_WHAT THIS TASK INVOLVES_:
Output the stretch of rows from the very beginning through the line containing "[414, 0, 676, 189]" as a numbered list, omitting blank lines and leaving out the pictures.

## Start GIVEN RECORDS

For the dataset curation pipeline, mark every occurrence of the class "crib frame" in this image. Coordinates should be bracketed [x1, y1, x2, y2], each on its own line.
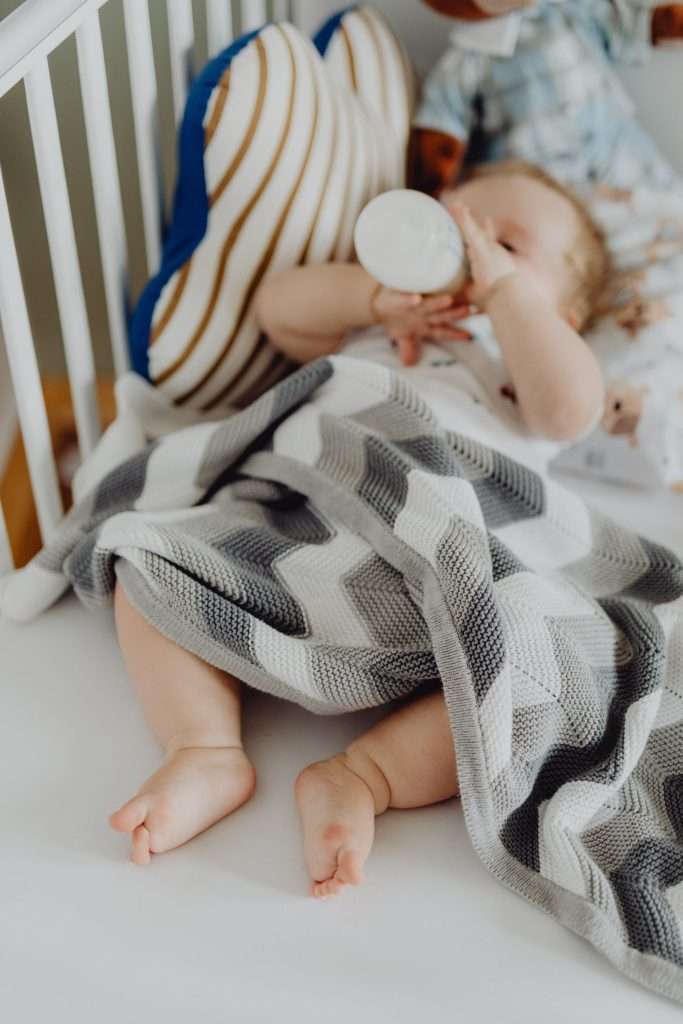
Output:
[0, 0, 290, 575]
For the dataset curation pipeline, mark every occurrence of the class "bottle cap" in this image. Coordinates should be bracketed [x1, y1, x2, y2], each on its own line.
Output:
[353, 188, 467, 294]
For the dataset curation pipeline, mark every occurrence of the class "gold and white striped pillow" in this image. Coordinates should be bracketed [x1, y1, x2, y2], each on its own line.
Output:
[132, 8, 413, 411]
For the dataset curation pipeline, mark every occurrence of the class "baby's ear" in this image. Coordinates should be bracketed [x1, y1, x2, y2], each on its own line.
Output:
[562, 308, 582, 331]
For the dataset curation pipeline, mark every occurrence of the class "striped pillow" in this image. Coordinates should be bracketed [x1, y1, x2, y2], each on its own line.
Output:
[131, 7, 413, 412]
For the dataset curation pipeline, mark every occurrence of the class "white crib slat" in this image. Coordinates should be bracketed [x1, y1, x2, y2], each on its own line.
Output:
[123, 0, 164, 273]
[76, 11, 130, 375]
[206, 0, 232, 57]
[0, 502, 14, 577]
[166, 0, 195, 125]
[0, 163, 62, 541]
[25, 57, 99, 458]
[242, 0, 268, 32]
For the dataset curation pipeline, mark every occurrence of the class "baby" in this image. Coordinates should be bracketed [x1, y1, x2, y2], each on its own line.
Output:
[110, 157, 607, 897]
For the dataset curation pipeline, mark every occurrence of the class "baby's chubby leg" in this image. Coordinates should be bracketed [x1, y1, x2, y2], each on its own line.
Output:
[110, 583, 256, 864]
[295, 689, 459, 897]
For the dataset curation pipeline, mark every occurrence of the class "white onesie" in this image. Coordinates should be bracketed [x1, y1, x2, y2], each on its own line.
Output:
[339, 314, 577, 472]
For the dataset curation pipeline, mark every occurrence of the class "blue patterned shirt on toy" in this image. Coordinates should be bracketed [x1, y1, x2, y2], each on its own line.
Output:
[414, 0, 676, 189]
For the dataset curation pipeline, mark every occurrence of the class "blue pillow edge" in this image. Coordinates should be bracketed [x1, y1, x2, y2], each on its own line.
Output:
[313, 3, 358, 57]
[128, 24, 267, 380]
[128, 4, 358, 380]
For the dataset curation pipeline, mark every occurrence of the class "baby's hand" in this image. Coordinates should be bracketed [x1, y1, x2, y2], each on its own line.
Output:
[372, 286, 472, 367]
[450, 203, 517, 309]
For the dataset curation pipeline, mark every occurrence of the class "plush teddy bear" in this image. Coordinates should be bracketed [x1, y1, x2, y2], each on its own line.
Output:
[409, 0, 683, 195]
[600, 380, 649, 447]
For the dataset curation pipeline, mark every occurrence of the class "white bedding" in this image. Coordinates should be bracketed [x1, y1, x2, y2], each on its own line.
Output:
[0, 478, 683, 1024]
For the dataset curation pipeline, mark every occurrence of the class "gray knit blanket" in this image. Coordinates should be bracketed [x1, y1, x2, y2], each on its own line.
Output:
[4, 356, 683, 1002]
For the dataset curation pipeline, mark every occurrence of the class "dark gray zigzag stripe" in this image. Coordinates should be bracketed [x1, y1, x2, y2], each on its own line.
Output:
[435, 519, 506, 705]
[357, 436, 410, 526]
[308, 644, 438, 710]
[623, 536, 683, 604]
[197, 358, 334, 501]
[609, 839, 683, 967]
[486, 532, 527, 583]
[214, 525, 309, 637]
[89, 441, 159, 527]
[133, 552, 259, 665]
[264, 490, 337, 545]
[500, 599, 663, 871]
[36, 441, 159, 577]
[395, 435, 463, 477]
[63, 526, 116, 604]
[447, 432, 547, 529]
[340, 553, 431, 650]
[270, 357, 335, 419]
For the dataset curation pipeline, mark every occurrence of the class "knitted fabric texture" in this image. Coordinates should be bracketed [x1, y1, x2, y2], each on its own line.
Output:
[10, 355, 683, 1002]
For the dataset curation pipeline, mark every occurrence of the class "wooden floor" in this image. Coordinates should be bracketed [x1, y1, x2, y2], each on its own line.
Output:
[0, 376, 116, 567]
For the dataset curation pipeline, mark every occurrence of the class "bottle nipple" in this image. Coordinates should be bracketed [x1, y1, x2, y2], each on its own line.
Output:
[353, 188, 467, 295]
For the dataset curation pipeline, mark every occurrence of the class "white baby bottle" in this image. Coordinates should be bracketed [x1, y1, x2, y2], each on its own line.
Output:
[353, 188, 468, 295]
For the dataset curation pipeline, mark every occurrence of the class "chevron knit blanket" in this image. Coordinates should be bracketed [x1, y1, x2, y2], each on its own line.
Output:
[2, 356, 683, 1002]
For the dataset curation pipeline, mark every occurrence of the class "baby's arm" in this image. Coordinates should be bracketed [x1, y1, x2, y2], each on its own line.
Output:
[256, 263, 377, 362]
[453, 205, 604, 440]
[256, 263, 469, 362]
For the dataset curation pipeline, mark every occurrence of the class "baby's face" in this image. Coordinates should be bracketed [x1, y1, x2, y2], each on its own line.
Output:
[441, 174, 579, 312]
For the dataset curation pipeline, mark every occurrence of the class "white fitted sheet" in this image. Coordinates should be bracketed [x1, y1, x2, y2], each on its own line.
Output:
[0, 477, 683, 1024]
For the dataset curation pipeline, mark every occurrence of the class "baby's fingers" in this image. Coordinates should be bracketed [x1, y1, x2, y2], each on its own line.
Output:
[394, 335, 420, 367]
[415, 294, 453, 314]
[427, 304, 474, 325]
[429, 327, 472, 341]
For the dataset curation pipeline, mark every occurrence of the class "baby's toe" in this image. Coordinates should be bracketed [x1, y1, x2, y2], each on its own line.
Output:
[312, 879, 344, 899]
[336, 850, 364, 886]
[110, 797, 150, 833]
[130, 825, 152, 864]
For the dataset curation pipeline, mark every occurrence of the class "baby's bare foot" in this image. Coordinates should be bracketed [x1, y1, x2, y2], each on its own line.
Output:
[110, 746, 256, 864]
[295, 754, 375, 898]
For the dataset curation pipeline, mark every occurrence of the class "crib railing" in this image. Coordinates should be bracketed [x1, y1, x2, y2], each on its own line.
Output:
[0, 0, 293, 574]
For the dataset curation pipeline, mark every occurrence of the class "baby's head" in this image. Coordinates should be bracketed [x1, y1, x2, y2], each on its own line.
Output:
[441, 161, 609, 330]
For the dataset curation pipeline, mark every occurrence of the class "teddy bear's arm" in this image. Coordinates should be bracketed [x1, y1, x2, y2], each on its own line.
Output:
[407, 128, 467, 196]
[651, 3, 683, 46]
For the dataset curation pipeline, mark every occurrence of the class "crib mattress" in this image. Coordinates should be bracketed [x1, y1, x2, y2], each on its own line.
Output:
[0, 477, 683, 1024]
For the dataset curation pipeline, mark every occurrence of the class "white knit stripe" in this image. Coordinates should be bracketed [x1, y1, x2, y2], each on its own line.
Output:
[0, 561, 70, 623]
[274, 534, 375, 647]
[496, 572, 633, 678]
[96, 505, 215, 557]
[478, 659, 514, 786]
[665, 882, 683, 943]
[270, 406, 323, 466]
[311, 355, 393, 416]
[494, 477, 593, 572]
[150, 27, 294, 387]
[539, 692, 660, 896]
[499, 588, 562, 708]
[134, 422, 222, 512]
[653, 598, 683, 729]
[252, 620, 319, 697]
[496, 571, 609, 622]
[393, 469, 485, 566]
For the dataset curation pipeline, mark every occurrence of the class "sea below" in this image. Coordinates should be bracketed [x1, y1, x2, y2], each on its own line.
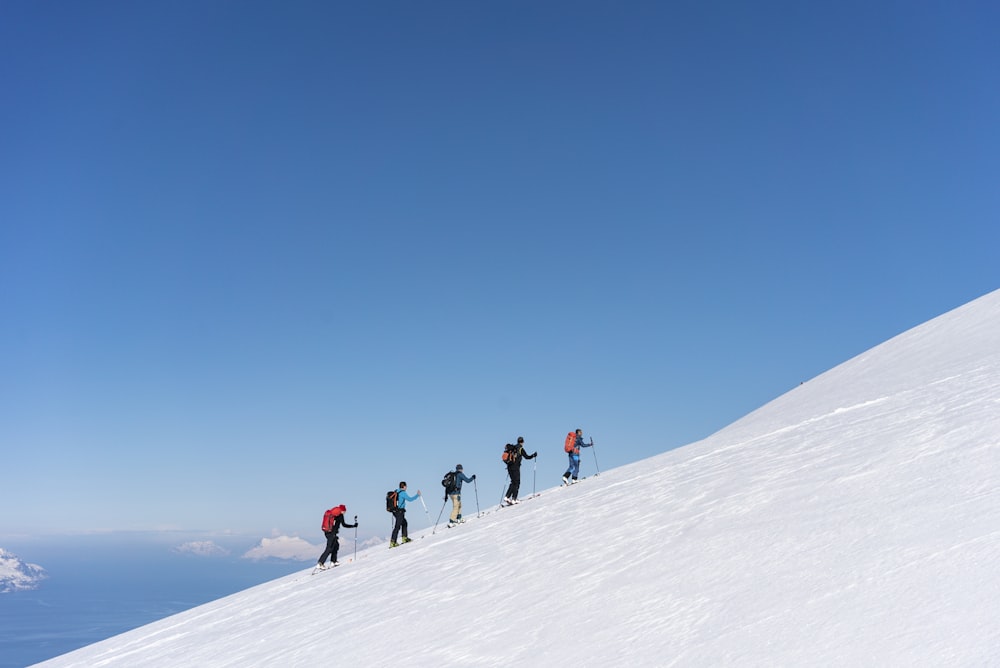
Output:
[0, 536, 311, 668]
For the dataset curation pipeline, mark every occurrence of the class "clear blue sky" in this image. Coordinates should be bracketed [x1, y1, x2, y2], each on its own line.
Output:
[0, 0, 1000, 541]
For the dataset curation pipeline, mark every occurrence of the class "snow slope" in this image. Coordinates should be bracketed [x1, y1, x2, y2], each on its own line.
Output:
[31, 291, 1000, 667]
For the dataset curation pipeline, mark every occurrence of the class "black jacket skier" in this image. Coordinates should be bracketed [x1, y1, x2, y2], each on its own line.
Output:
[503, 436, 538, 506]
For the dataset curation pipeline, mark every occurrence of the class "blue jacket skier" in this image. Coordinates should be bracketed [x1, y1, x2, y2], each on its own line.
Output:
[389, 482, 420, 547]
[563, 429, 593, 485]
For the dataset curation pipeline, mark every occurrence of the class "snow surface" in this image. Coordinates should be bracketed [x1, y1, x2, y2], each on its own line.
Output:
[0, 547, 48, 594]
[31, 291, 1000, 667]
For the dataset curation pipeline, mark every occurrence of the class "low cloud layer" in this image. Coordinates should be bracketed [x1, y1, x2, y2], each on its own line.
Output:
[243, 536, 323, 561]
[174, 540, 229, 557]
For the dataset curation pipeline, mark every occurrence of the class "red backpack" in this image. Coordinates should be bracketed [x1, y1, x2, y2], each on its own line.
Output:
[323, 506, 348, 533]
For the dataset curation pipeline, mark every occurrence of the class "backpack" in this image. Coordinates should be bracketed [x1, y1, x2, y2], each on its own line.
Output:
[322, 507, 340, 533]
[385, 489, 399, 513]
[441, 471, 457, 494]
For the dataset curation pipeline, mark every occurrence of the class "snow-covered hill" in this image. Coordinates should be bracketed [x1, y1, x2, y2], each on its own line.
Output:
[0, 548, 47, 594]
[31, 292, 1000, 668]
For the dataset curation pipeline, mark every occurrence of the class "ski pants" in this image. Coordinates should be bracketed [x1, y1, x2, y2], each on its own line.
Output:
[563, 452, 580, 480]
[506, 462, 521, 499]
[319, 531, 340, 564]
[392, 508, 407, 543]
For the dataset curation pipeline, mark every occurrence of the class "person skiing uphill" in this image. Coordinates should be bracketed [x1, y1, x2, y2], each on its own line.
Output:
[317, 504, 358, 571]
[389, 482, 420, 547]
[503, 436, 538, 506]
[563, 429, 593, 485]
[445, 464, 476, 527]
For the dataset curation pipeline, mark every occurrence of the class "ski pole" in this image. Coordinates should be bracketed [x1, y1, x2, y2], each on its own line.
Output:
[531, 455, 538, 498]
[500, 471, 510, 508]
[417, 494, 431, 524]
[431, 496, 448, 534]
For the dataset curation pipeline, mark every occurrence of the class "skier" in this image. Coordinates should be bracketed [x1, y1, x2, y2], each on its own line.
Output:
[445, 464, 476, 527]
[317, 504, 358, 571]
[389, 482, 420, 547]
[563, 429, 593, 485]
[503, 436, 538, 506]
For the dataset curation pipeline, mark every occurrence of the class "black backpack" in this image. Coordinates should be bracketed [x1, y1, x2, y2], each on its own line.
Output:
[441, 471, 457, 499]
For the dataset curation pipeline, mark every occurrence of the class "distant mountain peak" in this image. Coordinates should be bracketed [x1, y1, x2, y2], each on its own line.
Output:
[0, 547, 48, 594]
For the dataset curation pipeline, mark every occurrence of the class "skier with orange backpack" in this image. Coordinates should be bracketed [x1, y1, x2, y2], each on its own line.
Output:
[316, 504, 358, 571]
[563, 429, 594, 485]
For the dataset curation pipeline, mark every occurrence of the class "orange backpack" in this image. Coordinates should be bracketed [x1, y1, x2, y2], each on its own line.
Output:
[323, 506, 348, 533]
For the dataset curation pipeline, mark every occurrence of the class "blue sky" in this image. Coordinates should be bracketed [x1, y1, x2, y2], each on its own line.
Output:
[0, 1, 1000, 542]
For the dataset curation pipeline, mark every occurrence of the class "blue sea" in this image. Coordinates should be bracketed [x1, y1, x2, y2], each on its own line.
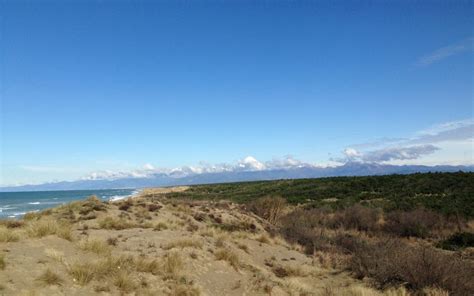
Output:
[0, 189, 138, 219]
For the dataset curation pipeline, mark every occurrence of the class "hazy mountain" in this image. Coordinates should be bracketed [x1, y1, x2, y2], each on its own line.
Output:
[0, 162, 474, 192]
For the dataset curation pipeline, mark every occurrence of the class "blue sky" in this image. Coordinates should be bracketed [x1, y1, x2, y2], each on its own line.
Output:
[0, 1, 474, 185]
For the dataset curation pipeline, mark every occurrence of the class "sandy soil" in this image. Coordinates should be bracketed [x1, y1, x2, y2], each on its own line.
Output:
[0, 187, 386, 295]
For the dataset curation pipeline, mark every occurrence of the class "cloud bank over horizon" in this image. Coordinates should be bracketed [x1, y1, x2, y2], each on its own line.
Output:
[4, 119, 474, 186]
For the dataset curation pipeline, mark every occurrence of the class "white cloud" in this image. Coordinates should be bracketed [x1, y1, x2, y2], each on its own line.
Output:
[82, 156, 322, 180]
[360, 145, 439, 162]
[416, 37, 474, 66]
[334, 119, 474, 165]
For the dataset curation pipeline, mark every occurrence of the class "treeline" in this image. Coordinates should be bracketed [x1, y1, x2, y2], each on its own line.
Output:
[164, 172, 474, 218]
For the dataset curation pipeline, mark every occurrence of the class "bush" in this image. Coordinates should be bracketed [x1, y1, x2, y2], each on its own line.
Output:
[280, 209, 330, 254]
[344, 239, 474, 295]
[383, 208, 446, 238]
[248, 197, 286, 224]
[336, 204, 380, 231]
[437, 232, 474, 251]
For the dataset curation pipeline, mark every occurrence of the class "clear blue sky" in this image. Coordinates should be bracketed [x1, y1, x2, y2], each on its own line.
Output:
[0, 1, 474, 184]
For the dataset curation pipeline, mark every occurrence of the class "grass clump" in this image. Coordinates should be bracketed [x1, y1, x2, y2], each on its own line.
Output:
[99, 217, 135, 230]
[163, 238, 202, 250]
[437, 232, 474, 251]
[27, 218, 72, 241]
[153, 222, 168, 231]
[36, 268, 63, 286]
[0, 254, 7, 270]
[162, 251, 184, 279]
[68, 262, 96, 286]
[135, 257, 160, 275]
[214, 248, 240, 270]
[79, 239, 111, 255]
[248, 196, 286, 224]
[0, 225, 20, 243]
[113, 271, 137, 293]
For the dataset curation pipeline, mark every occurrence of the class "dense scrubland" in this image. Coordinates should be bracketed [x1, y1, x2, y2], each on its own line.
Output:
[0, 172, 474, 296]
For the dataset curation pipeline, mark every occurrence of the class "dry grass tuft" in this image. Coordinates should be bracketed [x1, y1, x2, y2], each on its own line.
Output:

## End GIVEN RECORDS

_SOLUTION TO THE PROBLEM_:
1. For the dataset curation pipeline, mark every occurrence of the class "crib frame" in this image. Coordinates should be bracketed [x1, y1, x2, y2], each on its own line.
2. Output:
3. [0, 0, 290, 575]
4. For the dataset curation pipeline, mark every occurrence of the class "bottle cap" in this image. Coordinates should be bracketed [x1, y1, x2, y2], each on its own line.
5. Output:
6. [353, 188, 467, 294]
7. For the dataset curation pipeline, mark every occurrence of the class "gold and white striped pillow" in this image. Coordinates should be bracketed [x1, y1, x2, y2], each on its own line.
8. Output:
9. [132, 8, 413, 411]
10. For the dataset curation pipeline, mark every occurrence of the class "baby's ear" in this image. Coordinates should be bracketed [x1, y1, x2, y2], each on its own line.
11. Output:
12. [562, 308, 582, 331]
13. For the dataset curation pipeline, mark every occurrence of the class "striped pillow" in this image. Coordinates should be bracketed [x1, y1, x2, y2], each on its own line.
14. Output:
15. [131, 7, 413, 412]
16. For the dataset curation pipeline, mark every occurrence of the class "white crib slat" in this image. Coordinates should be bracketed [x1, y1, x2, y2], each on its own line.
17. Output:
18. [123, 0, 164, 273]
19. [76, 11, 130, 375]
20. [206, 0, 232, 57]
21. [0, 502, 14, 577]
22. [166, 0, 195, 125]
23. [0, 163, 62, 541]
24. [25, 57, 99, 458]
25. [242, 0, 268, 32]
26. For the dataset curation pipeline, mark every occurrence of the class "baby" in this image. Coordinates should be bracketed [x1, y1, x2, y2], each on its own line.
27. Output:
28. [110, 157, 607, 897]
29. For the dataset curation pipeline, mark every occurrence of the class "baby's chubby leg" in this image. Coordinates should be bracketed [x1, y1, x2, y2], each on its own line.
30. Output:
31. [110, 583, 256, 864]
32. [295, 689, 459, 897]
33. For the dataset curation pipeline, mark every occurrence of the class "white onesie" in this image. Coordinates should be bracketed [x1, y1, x2, y2], each on its own line.
34. Output:
35. [339, 314, 577, 472]
36. For the dataset curation pipeline, mark every occurrence of the class "blue patterned shirt on toy" in this image. Coordinates should be bracketed [x1, y1, x2, y2], each on its own line.
37. Output:
38. [414, 0, 676, 189]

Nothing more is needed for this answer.